[WHAT THIS TASK INVOLVES]: Transcribe exactly, and only, the lines that fall between the line containing "Target: desert landscape" and the last line of the material, both ends included, omitting any pictures.
######
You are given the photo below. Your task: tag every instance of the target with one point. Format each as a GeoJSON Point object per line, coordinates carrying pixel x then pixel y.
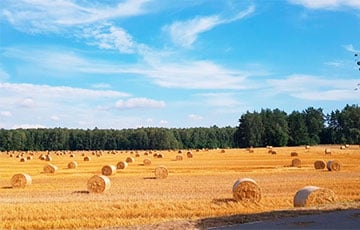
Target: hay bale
{"type": "Point", "coordinates": [130, 160]}
{"type": "Point", "coordinates": [296, 162]}
{"type": "Point", "coordinates": [179, 157]}
{"type": "Point", "coordinates": [319, 164]}
{"type": "Point", "coordinates": [72, 165]}
{"type": "Point", "coordinates": [147, 162]}
{"type": "Point", "coordinates": [87, 158]}
{"type": "Point", "coordinates": [328, 151]}
{"type": "Point", "coordinates": [189, 154]}
{"type": "Point", "coordinates": [333, 165]}
{"type": "Point", "coordinates": [108, 170]}
{"type": "Point", "coordinates": [20, 180]}
{"type": "Point", "coordinates": [313, 196]}
{"type": "Point", "coordinates": [121, 165]}
{"type": "Point", "coordinates": [50, 168]}
{"type": "Point", "coordinates": [161, 172]}
{"type": "Point", "coordinates": [246, 190]}
{"type": "Point", "coordinates": [98, 184]}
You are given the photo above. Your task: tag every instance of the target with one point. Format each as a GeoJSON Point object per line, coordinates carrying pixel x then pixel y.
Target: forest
{"type": "Point", "coordinates": [267, 127]}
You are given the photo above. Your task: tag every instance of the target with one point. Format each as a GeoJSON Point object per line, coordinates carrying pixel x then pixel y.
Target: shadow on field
{"type": "Point", "coordinates": [6, 187]}
{"type": "Point", "coordinates": [81, 192]}
{"type": "Point", "coordinates": [216, 222]}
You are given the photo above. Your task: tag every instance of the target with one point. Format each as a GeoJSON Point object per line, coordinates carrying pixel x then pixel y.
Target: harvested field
{"type": "Point", "coordinates": [196, 188]}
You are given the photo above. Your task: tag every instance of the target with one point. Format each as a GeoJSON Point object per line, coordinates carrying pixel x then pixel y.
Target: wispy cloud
{"type": "Point", "coordinates": [327, 4]}
{"type": "Point", "coordinates": [139, 103]}
{"type": "Point", "coordinates": [42, 16]}
{"type": "Point", "coordinates": [185, 33]}
{"type": "Point", "coordinates": [315, 88]}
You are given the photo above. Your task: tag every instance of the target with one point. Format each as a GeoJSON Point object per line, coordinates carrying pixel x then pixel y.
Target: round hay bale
{"type": "Point", "coordinates": [121, 165]}
{"type": "Point", "coordinates": [313, 196]}
{"type": "Point", "coordinates": [87, 158]}
{"type": "Point", "coordinates": [50, 168]}
{"type": "Point", "coordinates": [147, 161]}
{"type": "Point", "coordinates": [296, 162]}
{"type": "Point", "coordinates": [98, 184]}
{"type": "Point", "coordinates": [72, 165]}
{"type": "Point", "coordinates": [108, 170]}
{"type": "Point", "coordinates": [161, 172]}
{"type": "Point", "coordinates": [130, 160]}
{"type": "Point", "coordinates": [319, 164]}
{"type": "Point", "coordinates": [246, 190]}
{"type": "Point", "coordinates": [333, 165]}
{"type": "Point", "coordinates": [20, 180]}
{"type": "Point", "coordinates": [23, 159]}
{"type": "Point", "coordinates": [179, 157]}
{"type": "Point", "coordinates": [189, 154]}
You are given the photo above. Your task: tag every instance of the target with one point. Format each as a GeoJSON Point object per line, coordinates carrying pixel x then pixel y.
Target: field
{"type": "Point", "coordinates": [197, 189]}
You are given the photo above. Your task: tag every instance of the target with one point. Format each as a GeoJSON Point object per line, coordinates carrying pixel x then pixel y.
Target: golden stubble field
{"type": "Point", "coordinates": [196, 188]}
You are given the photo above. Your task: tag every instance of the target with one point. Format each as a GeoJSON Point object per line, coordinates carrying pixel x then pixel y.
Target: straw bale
{"type": "Point", "coordinates": [246, 190]}
{"type": "Point", "coordinates": [20, 180]}
{"type": "Point", "coordinates": [333, 165]}
{"type": "Point", "coordinates": [98, 184]}
{"type": "Point", "coordinates": [161, 172]}
{"type": "Point", "coordinates": [121, 165]}
{"type": "Point", "coordinates": [108, 170]}
{"type": "Point", "coordinates": [50, 168]}
{"type": "Point", "coordinates": [319, 164]}
{"type": "Point", "coordinates": [313, 196]}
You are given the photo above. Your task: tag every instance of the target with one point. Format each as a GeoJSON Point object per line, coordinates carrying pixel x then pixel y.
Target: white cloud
{"type": "Point", "coordinates": [185, 33]}
{"type": "Point", "coordinates": [195, 117]}
{"type": "Point", "coordinates": [5, 114]}
{"type": "Point", "coordinates": [315, 88]}
{"type": "Point", "coordinates": [327, 4]}
{"type": "Point", "coordinates": [134, 103]}
{"type": "Point", "coordinates": [351, 48]}
{"type": "Point", "coordinates": [39, 16]}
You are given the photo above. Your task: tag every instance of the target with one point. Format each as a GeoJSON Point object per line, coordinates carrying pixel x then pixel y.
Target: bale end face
{"type": "Point", "coordinates": [98, 184]}
{"type": "Point", "coordinates": [246, 190]}
{"type": "Point", "coordinates": [20, 180]}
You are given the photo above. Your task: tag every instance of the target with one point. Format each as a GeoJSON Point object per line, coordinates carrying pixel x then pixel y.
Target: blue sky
{"type": "Point", "coordinates": [169, 63]}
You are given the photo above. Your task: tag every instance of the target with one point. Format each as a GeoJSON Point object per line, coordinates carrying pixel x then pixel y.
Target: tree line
{"type": "Point", "coordinates": [267, 127]}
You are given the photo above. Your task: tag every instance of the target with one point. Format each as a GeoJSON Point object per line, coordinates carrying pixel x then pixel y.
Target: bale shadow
{"type": "Point", "coordinates": [7, 187]}
{"type": "Point", "coordinates": [150, 178]}
{"type": "Point", "coordinates": [81, 192]}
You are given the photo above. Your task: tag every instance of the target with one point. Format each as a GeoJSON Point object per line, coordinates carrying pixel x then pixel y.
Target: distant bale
{"type": "Point", "coordinates": [189, 154]}
{"type": "Point", "coordinates": [72, 165]}
{"type": "Point", "coordinates": [147, 162]}
{"type": "Point", "coordinates": [246, 190]}
{"type": "Point", "coordinates": [121, 165]}
{"type": "Point", "coordinates": [20, 180]}
{"type": "Point", "coordinates": [98, 184]}
{"type": "Point", "coordinates": [87, 158]}
{"type": "Point", "coordinates": [161, 172]}
{"type": "Point", "coordinates": [179, 157]}
{"type": "Point", "coordinates": [130, 160]}
{"type": "Point", "coordinates": [296, 162]}
{"type": "Point", "coordinates": [23, 159]}
{"type": "Point", "coordinates": [108, 170]}
{"type": "Point", "coordinates": [327, 151]}
{"type": "Point", "coordinates": [333, 165]}
{"type": "Point", "coordinates": [50, 168]}
{"type": "Point", "coordinates": [319, 164]}
{"type": "Point", "coordinates": [313, 196]}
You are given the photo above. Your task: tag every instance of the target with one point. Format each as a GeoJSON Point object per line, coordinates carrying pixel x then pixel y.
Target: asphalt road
{"type": "Point", "coordinates": [348, 219]}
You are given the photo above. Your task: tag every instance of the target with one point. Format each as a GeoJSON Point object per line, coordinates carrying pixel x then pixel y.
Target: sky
{"type": "Point", "coordinates": [118, 64]}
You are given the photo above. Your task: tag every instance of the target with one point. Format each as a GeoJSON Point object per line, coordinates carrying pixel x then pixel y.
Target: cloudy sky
{"type": "Point", "coordinates": [169, 63]}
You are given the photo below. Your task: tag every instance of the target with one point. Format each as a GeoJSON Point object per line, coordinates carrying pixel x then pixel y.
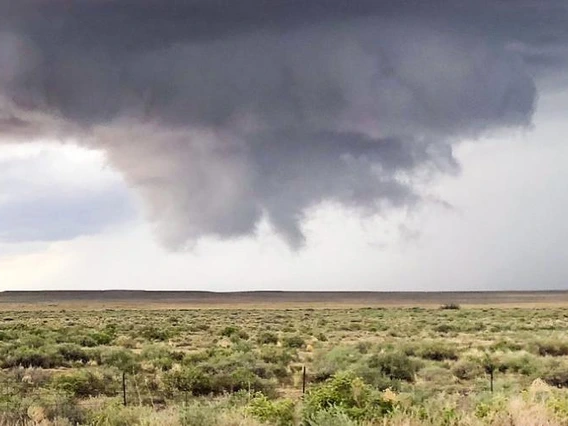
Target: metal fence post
{"type": "Point", "coordinates": [124, 388]}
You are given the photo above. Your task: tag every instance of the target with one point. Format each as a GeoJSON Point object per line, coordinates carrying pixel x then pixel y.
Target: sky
{"type": "Point", "coordinates": [249, 145]}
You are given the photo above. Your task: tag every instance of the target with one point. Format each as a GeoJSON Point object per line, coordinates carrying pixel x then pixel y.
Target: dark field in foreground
{"type": "Point", "coordinates": [242, 363]}
{"type": "Point", "coordinates": [173, 299]}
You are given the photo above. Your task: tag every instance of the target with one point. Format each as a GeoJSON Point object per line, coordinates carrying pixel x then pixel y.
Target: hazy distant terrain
{"type": "Point", "coordinates": [171, 299]}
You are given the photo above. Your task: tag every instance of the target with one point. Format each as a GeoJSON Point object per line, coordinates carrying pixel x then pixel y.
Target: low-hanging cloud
{"type": "Point", "coordinates": [221, 113]}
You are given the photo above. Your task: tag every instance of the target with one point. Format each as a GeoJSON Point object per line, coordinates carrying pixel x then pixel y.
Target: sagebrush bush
{"type": "Point", "coordinates": [84, 384]}
{"type": "Point", "coordinates": [349, 393]}
{"type": "Point", "coordinates": [277, 413]}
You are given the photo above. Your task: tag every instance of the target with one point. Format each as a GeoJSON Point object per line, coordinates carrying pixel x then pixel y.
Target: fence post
{"type": "Point", "coordinates": [124, 388]}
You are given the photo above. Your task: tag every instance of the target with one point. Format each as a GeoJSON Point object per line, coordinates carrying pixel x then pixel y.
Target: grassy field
{"type": "Point", "coordinates": [373, 359]}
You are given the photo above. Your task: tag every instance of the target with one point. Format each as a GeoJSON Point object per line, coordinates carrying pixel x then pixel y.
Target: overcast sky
{"type": "Point", "coordinates": [288, 145]}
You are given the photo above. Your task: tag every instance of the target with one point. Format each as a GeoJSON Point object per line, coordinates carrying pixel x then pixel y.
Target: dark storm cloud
{"type": "Point", "coordinates": [222, 112]}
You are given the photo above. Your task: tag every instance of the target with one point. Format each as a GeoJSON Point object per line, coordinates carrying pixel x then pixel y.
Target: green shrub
{"type": "Point", "coordinates": [191, 379]}
{"type": "Point", "coordinates": [229, 331]}
{"type": "Point", "coordinates": [280, 413]}
{"type": "Point", "coordinates": [467, 369]}
{"type": "Point", "coordinates": [83, 384]}
{"type": "Point", "coordinates": [556, 374]}
{"type": "Point", "coordinates": [437, 351]}
{"type": "Point", "coordinates": [294, 342]}
{"type": "Point", "coordinates": [196, 414]}
{"type": "Point", "coordinates": [267, 338]}
{"type": "Point", "coordinates": [394, 365]}
{"type": "Point", "coordinates": [339, 358]}
{"type": "Point", "coordinates": [451, 306]}
{"type": "Point", "coordinates": [349, 393]}
{"type": "Point", "coordinates": [122, 359]}
{"type": "Point", "coordinates": [551, 347]}
{"type": "Point", "coordinates": [153, 333]}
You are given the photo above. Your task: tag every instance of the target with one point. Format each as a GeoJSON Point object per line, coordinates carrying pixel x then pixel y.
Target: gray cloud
{"type": "Point", "coordinates": [220, 113]}
{"type": "Point", "coordinates": [57, 217]}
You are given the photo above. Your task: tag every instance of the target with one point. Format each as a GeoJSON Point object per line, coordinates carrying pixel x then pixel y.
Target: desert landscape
{"type": "Point", "coordinates": [198, 358]}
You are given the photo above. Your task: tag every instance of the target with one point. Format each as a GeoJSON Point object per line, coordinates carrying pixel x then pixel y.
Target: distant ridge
{"type": "Point", "coordinates": [135, 297]}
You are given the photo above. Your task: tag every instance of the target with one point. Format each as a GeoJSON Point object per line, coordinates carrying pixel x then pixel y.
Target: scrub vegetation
{"type": "Point", "coordinates": [242, 366]}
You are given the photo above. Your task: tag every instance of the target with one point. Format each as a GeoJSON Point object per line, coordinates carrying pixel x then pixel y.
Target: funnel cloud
{"type": "Point", "coordinates": [220, 114]}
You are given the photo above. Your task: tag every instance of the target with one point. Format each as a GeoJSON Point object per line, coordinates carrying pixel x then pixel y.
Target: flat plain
{"type": "Point", "coordinates": [198, 358]}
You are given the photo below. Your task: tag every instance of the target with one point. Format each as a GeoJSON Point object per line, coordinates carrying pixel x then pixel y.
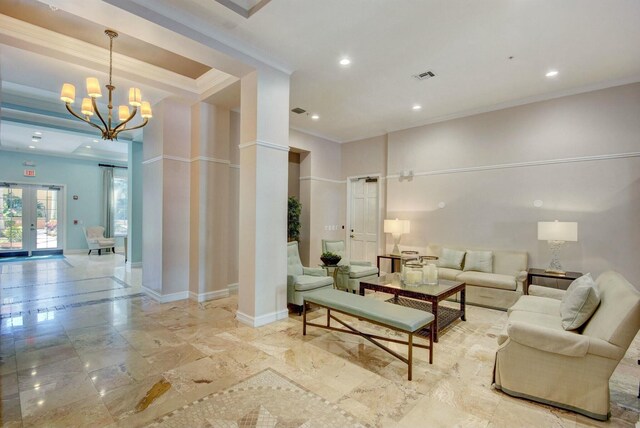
######
[FINISHED TASK]:
Target: desert landscape
{"type": "Point", "coordinates": [198, 358]}
You are given the photo above. Your task: tag every instance of the target with one point. Format each as a GeoJSON Point object per line, coordinates carrying pixel x then pixel y.
Target: distant ridge
{"type": "Point", "coordinates": [135, 297]}
You are given the photo above. Your task: tag every instance of the target with one point. Format each as a GeoJSON Point object per line, coordinates carrying pixel x then pixel y.
Target: scrub vegetation
{"type": "Point", "coordinates": [242, 366]}
You are given the photo above. Your task: tag every instance of the target with one point. Format each as a GeoJSON Point object per line, coordinates carrying pixel x then pixel y.
Target: funnel cloud
{"type": "Point", "coordinates": [220, 114]}
You are given the photo above. Your task: tag every instance of the target with one point. Format each as a GeoJSON Point object per line, coordinates carrying pixel x then pixel y.
Target: flat plain
{"type": "Point", "coordinates": [198, 358]}
You are given the photo below. Your task: tag every instance of the target with one point. Format each as a GeoJSON Point object per line, coordinates carrying pixel x then pixel y.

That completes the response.